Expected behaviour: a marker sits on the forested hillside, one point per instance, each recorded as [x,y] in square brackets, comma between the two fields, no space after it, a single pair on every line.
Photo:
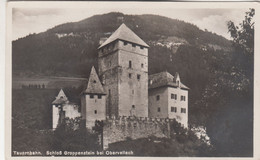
[218,73]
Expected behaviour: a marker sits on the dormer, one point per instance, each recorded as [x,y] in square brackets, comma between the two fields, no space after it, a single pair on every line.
[177,79]
[123,38]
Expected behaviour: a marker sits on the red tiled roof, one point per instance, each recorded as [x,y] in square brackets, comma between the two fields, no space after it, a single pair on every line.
[164,79]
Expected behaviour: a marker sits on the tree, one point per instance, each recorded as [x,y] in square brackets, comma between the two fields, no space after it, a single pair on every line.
[243,36]
[243,42]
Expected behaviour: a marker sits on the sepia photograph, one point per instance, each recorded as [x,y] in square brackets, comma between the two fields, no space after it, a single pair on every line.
[131,79]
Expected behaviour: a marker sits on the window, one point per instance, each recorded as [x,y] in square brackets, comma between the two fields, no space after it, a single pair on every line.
[174,109]
[174,96]
[138,76]
[158,97]
[130,64]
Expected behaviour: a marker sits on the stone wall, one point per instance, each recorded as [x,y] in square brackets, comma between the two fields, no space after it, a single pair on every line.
[120,129]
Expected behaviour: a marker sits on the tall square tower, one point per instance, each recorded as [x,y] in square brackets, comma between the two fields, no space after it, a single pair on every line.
[123,68]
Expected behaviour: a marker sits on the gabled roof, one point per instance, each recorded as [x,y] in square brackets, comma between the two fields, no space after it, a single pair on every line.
[164,79]
[61,98]
[94,85]
[126,34]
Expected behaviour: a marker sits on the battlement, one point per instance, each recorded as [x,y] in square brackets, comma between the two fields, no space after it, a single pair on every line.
[121,128]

################

■ **Exercise**
Reproduce every line of the listing above without altering a single character, but leave out the picture.

■ **Exercise response**
Expected behaviour: a marker sits on the forested hillside, one point per instance, each recorded as [x,y] in square brackets, comma between the two fields, no space after it, a single pair on every line.
Photo:
[218,73]
Expected behaviour: a marker sits on the dormer, one point per instance, each recorded as [x,y] in square brackets, comma between the two fields, no space after it, a single pair on every line.
[177,79]
[123,38]
Expected behaviour: a marker sits on the red tiled roof, one point per instance, each recorded as [x,y] in square brackets, comma between the two fields, no space after it, a single pair on every line.
[164,79]
Expected behaviour: a marker sits on the tree, one point per instance, each recorded as [x,y] in square brackets, comma between the two fields, no space after it, a single pair on every line.
[243,36]
[243,42]
Expected behaviour: a marker sits on the sepia photograph, one point per instance, each recorded as [x,y] in square brackets, comma between the two fields, no space after it, a single pair on every line.
[131,79]
Expected behaviour: a marker sits on the window, one point per instance, each recorded as [x,y] in square brackets, comma between the two fields, no space after it, a single pair on every line.
[174,109]
[174,96]
[138,76]
[158,97]
[130,64]
Expected behaviour: a marker sits on the stone wall, one point per instance, each recorded as [x,y] in square brackets, comma between the two fields, no space after it, a single pair on every line.
[120,129]
Expected behaviour: a marker sits on the tall square tower, one point per instance, each recorded as [x,y] in square brackets, comma between the two fields, no space after it, a single pair on every line.
[123,68]
Expected behaviour: a marker sits on the gabled roof, one point per instance, each recorded as [x,y] in square brackets, comma between the two fields, no space after it, a single pair on every line.
[164,79]
[61,98]
[94,85]
[126,34]
Expected behaviour: a marker sits on the battlement, one point per instance, each recorded as [x,y] in square brackets, comma between the two fields, no space after it, a single pair on every line.
[121,128]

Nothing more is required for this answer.